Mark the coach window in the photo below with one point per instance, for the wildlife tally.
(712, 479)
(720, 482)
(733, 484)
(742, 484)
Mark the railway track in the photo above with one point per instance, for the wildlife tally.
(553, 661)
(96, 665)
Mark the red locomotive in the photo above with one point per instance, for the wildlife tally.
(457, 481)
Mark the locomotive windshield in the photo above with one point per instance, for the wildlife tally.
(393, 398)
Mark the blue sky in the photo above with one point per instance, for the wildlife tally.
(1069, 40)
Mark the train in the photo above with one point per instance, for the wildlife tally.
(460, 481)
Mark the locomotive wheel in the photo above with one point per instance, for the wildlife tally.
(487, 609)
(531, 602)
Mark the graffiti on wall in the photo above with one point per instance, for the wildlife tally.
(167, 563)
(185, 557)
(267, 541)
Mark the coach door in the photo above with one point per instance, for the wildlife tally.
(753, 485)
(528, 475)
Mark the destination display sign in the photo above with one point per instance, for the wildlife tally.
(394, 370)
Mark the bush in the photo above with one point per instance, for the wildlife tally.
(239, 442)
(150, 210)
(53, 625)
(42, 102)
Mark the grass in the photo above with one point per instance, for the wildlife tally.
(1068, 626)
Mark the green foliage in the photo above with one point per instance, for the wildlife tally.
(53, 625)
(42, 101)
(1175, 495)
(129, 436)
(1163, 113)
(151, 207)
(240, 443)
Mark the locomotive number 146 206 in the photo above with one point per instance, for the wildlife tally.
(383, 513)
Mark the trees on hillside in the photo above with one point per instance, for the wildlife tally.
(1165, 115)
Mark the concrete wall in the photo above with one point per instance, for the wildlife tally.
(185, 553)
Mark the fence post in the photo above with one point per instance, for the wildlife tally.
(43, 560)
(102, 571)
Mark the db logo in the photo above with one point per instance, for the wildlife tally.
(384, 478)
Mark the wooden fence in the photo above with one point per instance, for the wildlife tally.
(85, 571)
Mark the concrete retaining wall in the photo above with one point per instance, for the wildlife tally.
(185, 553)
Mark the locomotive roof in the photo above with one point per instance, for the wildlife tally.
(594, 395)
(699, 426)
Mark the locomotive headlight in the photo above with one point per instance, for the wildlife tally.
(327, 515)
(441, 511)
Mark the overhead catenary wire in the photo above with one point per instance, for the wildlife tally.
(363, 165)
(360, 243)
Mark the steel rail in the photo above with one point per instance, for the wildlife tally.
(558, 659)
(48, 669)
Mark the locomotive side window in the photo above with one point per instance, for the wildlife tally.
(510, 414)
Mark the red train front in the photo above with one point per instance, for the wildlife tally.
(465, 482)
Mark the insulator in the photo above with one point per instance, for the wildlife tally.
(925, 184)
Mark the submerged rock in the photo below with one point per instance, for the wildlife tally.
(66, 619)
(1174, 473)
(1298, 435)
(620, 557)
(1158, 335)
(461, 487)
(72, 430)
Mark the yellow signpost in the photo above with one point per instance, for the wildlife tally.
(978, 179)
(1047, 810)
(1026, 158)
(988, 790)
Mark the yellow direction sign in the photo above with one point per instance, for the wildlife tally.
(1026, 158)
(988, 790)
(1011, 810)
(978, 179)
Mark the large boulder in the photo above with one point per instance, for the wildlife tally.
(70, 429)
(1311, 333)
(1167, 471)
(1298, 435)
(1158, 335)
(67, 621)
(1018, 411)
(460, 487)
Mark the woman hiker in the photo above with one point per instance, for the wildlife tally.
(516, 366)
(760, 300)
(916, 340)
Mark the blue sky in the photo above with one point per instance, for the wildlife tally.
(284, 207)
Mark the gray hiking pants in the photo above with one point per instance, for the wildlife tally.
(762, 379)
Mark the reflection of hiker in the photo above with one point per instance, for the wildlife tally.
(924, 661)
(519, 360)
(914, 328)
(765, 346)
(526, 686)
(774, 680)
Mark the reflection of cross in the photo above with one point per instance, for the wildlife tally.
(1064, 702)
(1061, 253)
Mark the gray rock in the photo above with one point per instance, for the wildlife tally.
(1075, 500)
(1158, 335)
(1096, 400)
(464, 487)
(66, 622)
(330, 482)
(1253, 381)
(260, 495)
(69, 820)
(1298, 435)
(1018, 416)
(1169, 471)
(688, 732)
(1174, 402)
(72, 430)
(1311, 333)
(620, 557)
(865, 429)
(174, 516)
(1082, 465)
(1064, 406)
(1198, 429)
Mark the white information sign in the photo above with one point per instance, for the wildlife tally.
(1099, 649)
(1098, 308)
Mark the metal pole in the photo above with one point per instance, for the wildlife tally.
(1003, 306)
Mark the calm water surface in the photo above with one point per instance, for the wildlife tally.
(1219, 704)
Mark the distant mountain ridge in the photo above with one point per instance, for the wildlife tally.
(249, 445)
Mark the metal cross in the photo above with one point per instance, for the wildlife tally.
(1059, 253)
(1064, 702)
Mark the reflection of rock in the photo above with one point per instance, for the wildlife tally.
——
--- Work to be completed ---
Convert the entries above into a JSON list of strings, one string per line, leaving out any blank lines.

--- Worked answer ---
[
  "Mark the coach window in the photo below with one point per instance, for the wildlife tally.",
  "(712, 479)",
  "(720, 482)",
  "(733, 484)",
  "(742, 484)",
  "Mark the railway track in the photo above with one point per instance, for the wildlife tally.",
  "(553, 661)",
  "(96, 665)",
  "Mark the red locomotive in the photo above with one point per instance, for the wildlife tally.",
  "(457, 481)",
  "Mark the locomotive windshield in the photo above with one point per instance, for the wildlife tally.",
  "(393, 398)",
  "Mark the blue sky in the photo above with one point per instance, for the wildlife tally.",
  "(1069, 40)",
  "Mark the train in the photo above with one point per instance, for the wildlife tally.",
  "(460, 481)",
  "Mark the locomotive wheel in the photo above with one point per instance, for the wildlife tally.",
  "(487, 609)",
  "(531, 602)",
  "Mark the graffiti on wall in the photo above with one point per instance, for the wildlife tally.",
  "(167, 563)",
  "(185, 557)",
  "(267, 541)",
  "Mark the coach door in the photo above with one point per instance, for the wildlife tally.",
  "(753, 485)",
  "(528, 475)",
  "Mark the destination display sign in the photo above with one point per instance, for the wildlife tally.",
  "(394, 370)",
  "Mark the bush in the photo above with one point per instance, for the wildlife tally.",
  "(239, 442)",
  "(150, 210)",
  "(53, 625)",
  "(42, 102)",
  "Mark the grass in the photo above with one point per instance, for the wildlife tally.",
  "(1068, 626)",
  "Mark the green foliage in the photo above with one point per instance, for the wildlife tally.",
  "(53, 625)",
  "(42, 101)",
  "(1175, 495)",
  "(129, 436)",
  "(1163, 113)",
  "(151, 207)",
  "(240, 443)",
  "Mark the locomotive number 146 206 in the photo above with one point per instance, for the wildlife tally.",
  "(383, 513)",
  "Mark the trees on hillside in the photo above with one point per instance, for the wildlife tally.",
  "(1165, 115)",
  "Mark the concrete wall in the photo above with one point per instance, for the wildlife tally.",
  "(185, 553)",
  "Mark the fence post in the photo above with one point per instance, for the wildlife tally.",
  "(43, 560)",
  "(102, 571)",
  "Mark the db logo in the photo above with one point per instance, for the wildlife tally.",
  "(384, 478)",
  "Mark the wooden fence in the photo above with one point per instance, for the wildlife tally.",
  "(85, 571)",
  "Mark the concrete retaining wall in the photo above with one point per instance, for the wildlife tally.",
  "(185, 553)",
  "Mark the locomotive roof in the photo above with one point per instance, for the wildlife tally.",
  "(594, 395)",
  "(699, 426)",
  "Mark the locomotive headlight in the photo above with one point per instance, for the wildlife tally.",
  "(327, 515)",
  "(441, 511)",
  "Mark the overhead catenary wire in the photo above with one point per instance, for the wildlife tally.",
  "(363, 165)",
  "(360, 243)",
  "Mark the steel rail in the photo above with one point per instance, for the wildlife tally.",
  "(558, 659)",
  "(48, 669)",
  "Mark the locomotive side window in the photo above with one point per instance, for the wildlife tally.",
  "(510, 414)",
  "Mark the red train front in the photo above with one point per instance, for the wildlife tally.",
  "(465, 482)",
  "Mark the insulator in the photo above with one point per instance, for the wildlife tally.",
  "(925, 184)",
  "Mark the submerged rock in the photo below with one point per instance, for the wildlife tally.",
  "(66, 619)",
  "(1174, 473)",
  "(1298, 435)",
  "(620, 557)",
  "(1158, 335)",
  "(461, 487)",
  "(72, 430)",
  "Mark the yellow signpost in the photo above with one point per instance, for the wildlife tally.",
  "(978, 179)",
  "(1047, 810)",
  "(1026, 158)",
  "(988, 790)",
  "Mark the yellow direction sign in the photo above with one point per instance, for the wildlife tally.",
  "(1026, 158)",
  "(988, 790)",
  "(1011, 810)",
  "(978, 179)",
  "Mark the large boulder in the photo above with one point per instance, for the wildlife tally.",
  "(70, 429)",
  "(1311, 333)",
  "(1167, 471)",
  "(1298, 435)",
  "(1158, 335)",
  "(67, 621)",
  "(1018, 411)",
  "(460, 487)",
  "Mark the woman hiker in the photo above with one point per instance, for the wildlife tally.",
  "(516, 366)",
  "(760, 300)",
  "(916, 340)",
  "Mark the blue sky in the photo above with one point per instance, for the wildlife tally.",
  "(284, 207)",
  "Mark the gray hiking pants in the photo above with one point per instance, for the wildlife tally.",
  "(762, 379)",
  "Mark the reflection of hiker in the photo above with one point per instance, for the wildlife tally.",
  "(924, 661)",
  "(519, 360)",
  "(914, 328)",
  "(765, 346)",
  "(526, 686)",
  "(774, 680)",
  "Mark the reflection of cross in the photo above with one point per instance, for the wildlife tally.",
  "(1064, 702)",
  "(1061, 253)",
  "Mark the gray rock in the photo above with one point per instance, for the wildlife tally.",
  "(1075, 500)",
  "(1158, 335)",
  "(1096, 400)",
  "(464, 487)",
  "(66, 622)",
  "(330, 482)",
  "(1253, 381)",
  "(260, 495)",
  "(69, 820)",
  "(1298, 435)",
  "(1018, 416)",
  "(1169, 471)",
  "(688, 732)",
  "(1174, 402)",
  "(72, 430)",
  "(1311, 333)",
  "(620, 557)",
  "(865, 429)",
  "(174, 516)",
  "(1082, 465)",
  "(1064, 406)",
  "(1198, 429)",
  "Mark the white information sign in the photo above with one point per instance, for the wildlife tally.",
  "(1099, 649)",
  "(1098, 308)",
  "Mark the metal pole in the photo above with one point per instance, for the wildlife tally.",
  "(1003, 306)",
  "Mark the calm water surface in the photo above with one point per instance, for the wildlife tally.",
  "(1219, 704)",
  "Mark the distant mountain ridge in the photo above with one point per instance, for the wildlife tally.",
  "(249, 445)",
  "Mark the metal cross in the photo above with one point per instance, for the wildlife tally.",
  "(1059, 253)",
  "(1064, 702)",
  "Mark the reflection of rock in the photo above with one point per instance, for the wildlife tally."
]